[[ Source extract, beginning ]]

In Mumbai 12,000 flats go vacant on Mumbai International Airport Ltd turnaround

Friday, 27 December 2013 - 9:23am IST | Place: Mumbai | Agency: DNA
  • Hemant Padalkar DNA

In a city where millions are homeless, it would be nothing short of criminal to keep thousands of flats meant for the poor vacant. But this is precisely what is happening in Kurla. In October, 2007, Housing Development Infrastructure Ltd (HDIL) signed an agreement with Mumbai International Airport Ltd (MIAL) on a national project for the rehabilitation of about 65,000 slum-dwellers living around Mumbai airport, who were impeding its expansion and posing a huge security risk.

About 275 acres of the airport land is encroached upon by slum-dwellers. As per the agreement, HDIL was to build self-contained tenements for eligible slum-dwellers along with the necessary infrastructure and hand them over free of cost. HDIL was to be compensated through transfer of development rights (TDR) certificates which can be traded in the open market and also by permission to commercially exploit part of the land vacated by slum-dwellers.

[[ Source extract, end ]]
[[ Information supplied, beginning ]]

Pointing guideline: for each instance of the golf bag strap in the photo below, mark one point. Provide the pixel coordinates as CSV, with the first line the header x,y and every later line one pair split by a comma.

[[ Information supplied, end ]]

◆ Work instruction ◆
According to the article on the vacant flats in Kurla, why were the slum-dwellers living around Mumbai airport to be rehabilitated? Answer in one to three sentences.

◆ Exercise solution ◆
The roughly 65,000 slum-dwellers around Mumbai airport were impeding its expansion and posing a huge security risk. So in October 2007, HDIL and MIAL signed an agreement on a national project to rehabilitate them.